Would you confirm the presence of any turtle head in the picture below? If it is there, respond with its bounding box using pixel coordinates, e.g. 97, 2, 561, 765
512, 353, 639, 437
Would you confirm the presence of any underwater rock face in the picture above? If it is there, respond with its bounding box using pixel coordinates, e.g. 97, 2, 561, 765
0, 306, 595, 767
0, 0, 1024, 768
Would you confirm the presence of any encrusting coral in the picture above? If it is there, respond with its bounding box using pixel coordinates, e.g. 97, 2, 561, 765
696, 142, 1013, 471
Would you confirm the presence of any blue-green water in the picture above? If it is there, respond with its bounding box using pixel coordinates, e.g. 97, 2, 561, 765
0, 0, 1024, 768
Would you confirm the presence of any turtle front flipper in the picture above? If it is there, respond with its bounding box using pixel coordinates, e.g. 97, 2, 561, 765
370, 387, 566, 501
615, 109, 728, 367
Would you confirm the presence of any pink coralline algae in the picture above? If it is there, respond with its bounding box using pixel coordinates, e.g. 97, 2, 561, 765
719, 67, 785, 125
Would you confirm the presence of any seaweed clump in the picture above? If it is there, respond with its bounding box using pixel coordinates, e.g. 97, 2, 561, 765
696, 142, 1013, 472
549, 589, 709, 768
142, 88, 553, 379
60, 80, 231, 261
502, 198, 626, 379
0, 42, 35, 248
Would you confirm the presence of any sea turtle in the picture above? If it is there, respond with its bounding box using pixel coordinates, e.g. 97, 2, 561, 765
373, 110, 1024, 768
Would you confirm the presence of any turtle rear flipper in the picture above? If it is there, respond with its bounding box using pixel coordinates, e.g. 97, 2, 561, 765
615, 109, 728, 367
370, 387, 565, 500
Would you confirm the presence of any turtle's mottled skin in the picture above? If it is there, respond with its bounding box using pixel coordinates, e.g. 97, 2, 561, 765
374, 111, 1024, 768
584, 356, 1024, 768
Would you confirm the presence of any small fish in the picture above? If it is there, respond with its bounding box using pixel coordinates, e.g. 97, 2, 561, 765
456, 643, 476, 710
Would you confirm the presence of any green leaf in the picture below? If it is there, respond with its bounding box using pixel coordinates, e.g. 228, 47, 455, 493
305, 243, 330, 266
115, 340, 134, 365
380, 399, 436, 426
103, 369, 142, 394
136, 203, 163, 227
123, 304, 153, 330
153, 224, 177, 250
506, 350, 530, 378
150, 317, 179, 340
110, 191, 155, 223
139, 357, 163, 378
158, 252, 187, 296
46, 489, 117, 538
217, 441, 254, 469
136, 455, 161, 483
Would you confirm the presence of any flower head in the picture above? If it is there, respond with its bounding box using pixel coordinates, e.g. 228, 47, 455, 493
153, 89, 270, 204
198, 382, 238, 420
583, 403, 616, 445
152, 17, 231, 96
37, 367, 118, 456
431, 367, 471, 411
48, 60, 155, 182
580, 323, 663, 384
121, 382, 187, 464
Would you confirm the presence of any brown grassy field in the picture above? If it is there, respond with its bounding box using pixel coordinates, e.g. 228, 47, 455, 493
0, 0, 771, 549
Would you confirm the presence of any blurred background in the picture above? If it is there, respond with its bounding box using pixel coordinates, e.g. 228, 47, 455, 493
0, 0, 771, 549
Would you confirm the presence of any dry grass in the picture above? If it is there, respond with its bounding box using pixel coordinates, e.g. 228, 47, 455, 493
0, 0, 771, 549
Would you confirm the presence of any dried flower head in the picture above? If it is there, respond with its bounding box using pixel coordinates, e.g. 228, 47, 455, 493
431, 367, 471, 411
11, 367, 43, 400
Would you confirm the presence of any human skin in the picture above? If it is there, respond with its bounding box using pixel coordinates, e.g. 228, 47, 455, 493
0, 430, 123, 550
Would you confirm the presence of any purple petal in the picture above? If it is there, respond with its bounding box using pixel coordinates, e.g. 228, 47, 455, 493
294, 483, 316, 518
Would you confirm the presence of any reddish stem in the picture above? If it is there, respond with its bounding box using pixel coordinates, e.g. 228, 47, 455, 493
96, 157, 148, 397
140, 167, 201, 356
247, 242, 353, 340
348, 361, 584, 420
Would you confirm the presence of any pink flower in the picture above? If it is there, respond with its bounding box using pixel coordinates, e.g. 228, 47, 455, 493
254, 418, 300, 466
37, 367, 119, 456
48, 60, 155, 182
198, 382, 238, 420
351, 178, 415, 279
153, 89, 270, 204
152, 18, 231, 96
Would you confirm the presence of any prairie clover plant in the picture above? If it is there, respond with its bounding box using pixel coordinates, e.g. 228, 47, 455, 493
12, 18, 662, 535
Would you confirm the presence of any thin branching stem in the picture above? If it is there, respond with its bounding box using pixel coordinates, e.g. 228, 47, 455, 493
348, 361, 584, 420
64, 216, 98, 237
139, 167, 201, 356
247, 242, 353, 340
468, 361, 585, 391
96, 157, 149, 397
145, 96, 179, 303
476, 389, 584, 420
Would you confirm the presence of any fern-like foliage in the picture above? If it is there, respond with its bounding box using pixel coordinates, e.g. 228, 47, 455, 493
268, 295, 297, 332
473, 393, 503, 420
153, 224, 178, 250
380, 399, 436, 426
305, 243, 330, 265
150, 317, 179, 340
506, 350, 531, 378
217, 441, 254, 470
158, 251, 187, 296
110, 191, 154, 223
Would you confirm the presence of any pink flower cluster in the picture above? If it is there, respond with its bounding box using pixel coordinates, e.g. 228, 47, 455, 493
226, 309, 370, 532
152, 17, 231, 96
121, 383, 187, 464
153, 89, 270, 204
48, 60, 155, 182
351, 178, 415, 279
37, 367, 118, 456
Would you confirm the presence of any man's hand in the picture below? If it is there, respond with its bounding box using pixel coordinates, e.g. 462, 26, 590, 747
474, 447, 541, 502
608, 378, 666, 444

- _Exercise details_
Reproduce all of the material above word for word, without changing anything.

- _Response_
Would you confirm the presence of any turtle head in the picture below? If it is there, respond with its bounding box using pixel coordinates, e.g. 97, 2, 561, 765
512, 353, 639, 437
Would you confirm the presence of any underwater rock face in the picture above? If it is there, respond with its bounding box using pixel coordinates, e.g. 97, 2, 561, 765
0, 306, 595, 767
0, 0, 1024, 768
Would you confirm the presence of any encrusting coral in the picture above? If it is there, respond with its bounding box using pixel coordinates, e.g. 97, 2, 561, 765
696, 142, 1013, 471
Would you confirm the presence of any blue-green water in the picture above? If it is there, respond with its bounding box using pixel coordinates, e.g. 97, 2, 561, 765
0, 0, 1024, 768
Would you confirm the presence of any turtle front flipper in the picture above? If it is there, respond with its bounding box using pixel coordinates, e.g. 97, 2, 561, 765
370, 387, 566, 501
615, 109, 728, 367
Would you confirm the presence of any pink coralline algae in the picture above? If it is there, respond with its bounding box using pixel coordinates, e.g. 97, 2, 561, 765
719, 67, 785, 125
Would you confirm the presence of any seaweed clump in the picture above? If it is there, respond with its bounding box using pixel coordinates, e.g. 97, 2, 561, 765
696, 142, 1013, 472
549, 589, 709, 768
142, 88, 553, 379
60, 80, 231, 261
502, 198, 626, 379
0, 42, 35, 248
Would you confirm the presence of any sea turtle in the picture above? If it is there, respond with its bounding box using pixel coordinates, e.g. 97, 2, 561, 765
373, 110, 1024, 768
Would you confirm the presence of any turtle rear flipper in the picture above? If it is there, respond with its bounding box using pixel coordinates, e.g. 97, 2, 561, 765
615, 109, 728, 367
370, 387, 565, 500
Would you confirm the presence of any turtle's mottled skin in the picture above? If it is there, respond with its bounding box using pixel coordinates, e.g. 97, 2, 561, 765
374, 111, 1024, 768
584, 356, 1024, 768
Would you confirm the presence of any small fish in the picture above? If it is there, respond with its bounding box using pixel coordinates, e.g. 97, 2, 561, 765
456, 643, 476, 710
Would you confirm the presence of any green leaf in the picture below? If it is there, respond with its bounding box using pixel coordinates, e.g. 228, 47, 455, 493
305, 243, 330, 266
115, 340, 134, 365
380, 399, 436, 426
103, 369, 142, 394
136, 203, 163, 227
123, 304, 153, 330
153, 224, 177, 250
506, 350, 530, 378
150, 317, 179, 340
110, 191, 155, 223
139, 357, 163, 378
158, 252, 187, 296
46, 489, 117, 538
217, 441, 254, 469
136, 455, 161, 483
Would you confirm the presence of any flower head in the picture above? If it is there, respond with its bounding box using pixel coordinates, e.g. 228, 47, 455, 493
153, 89, 270, 204
198, 382, 238, 420
583, 403, 616, 445
152, 17, 231, 96
37, 367, 118, 456
431, 367, 471, 411
48, 60, 155, 182
580, 323, 663, 384
121, 382, 187, 464
Would you confirm the presence of any brown grassy field in the picture above? If it is there, respond with its bounding box using pixel coordinates, e.g. 228, 47, 455, 493
0, 0, 771, 549
Would you confirm the presence of any blurred background in the picture above? If it is there, respond with its bounding box using pixel coordinates, e.g. 228, 47, 455, 493
0, 0, 771, 549
Would you confirm the presence of any dry grass in the picture above? If it is there, respond with its bounding box using pixel coordinates, e.g. 228, 47, 455, 493
0, 0, 771, 549
Would you confirm the presence of any dried flower head in the picture above? If it is there, respond with its bounding box using pixel coordinates, e.g. 228, 47, 455, 493
431, 367, 471, 411
11, 367, 43, 400
Would you confirm the presence of any human skin in the picture above? If it is there, respond with its bounding box using pixel coordinates, e.g. 228, 47, 455, 493
0, 430, 123, 550
Would you confirm the presence of any purple petal in the picture above? If it is there, respond with its bounding box using pixel coordinates, e.g. 228, 47, 455, 493
294, 483, 316, 518
Would you confirm the presence of any reddish stem in the picture above? If it is there, respond with its bounding box using pixel coordinates, e.g. 228, 47, 455, 493
96, 157, 148, 397
140, 167, 201, 356
247, 242, 353, 340
348, 361, 584, 420
Would you confirm the presence of any pink flower in the picture above? If it is there, respond with its bounding box using pixel coordinates, e.g. 228, 47, 455, 493
254, 418, 300, 466
37, 367, 119, 456
48, 60, 155, 182
198, 382, 238, 420
351, 178, 415, 279
153, 89, 270, 204
152, 18, 231, 96
Would you confirm the presence of any prairie clover plant in the picture above? If it is there, respond with its bounding box using pixel coordinates, e.g. 228, 47, 455, 493
12, 18, 662, 535
Would you confirm the presence of any thin branching stem in the picture above? If it is there, respond with its bounding box using pixel coordinates, e.g. 228, 47, 455, 493
348, 361, 584, 420
64, 216, 98, 237
139, 167, 201, 356
247, 242, 353, 340
468, 361, 585, 391
96, 157, 149, 397
145, 96, 179, 303
476, 389, 584, 420
Would you confirm the presence of any fern-like foliage in the picture above? If it is there, respond with its bounding box using pixel coordinates, e.g. 228, 47, 455, 493
268, 295, 297, 332
473, 393, 503, 420
153, 224, 178, 250
380, 399, 436, 426
305, 243, 330, 265
150, 317, 179, 340
506, 350, 531, 378
217, 441, 254, 470
158, 251, 187, 296
110, 191, 154, 223
Would you confirm the presence of any pink flower cluster in the picture above? If it is there, respond with its bounding box using pixel coordinates, e.g. 228, 47, 455, 493
226, 309, 370, 532
152, 17, 231, 96
121, 383, 187, 464
153, 89, 270, 204
48, 60, 155, 182
351, 178, 415, 279
37, 367, 118, 456
Would you confirm the presence of any man's hand in the picture below? If it is there, respond with its bounding box using pixel coordinates, e.g. 462, 26, 590, 747
474, 447, 541, 502
608, 378, 666, 444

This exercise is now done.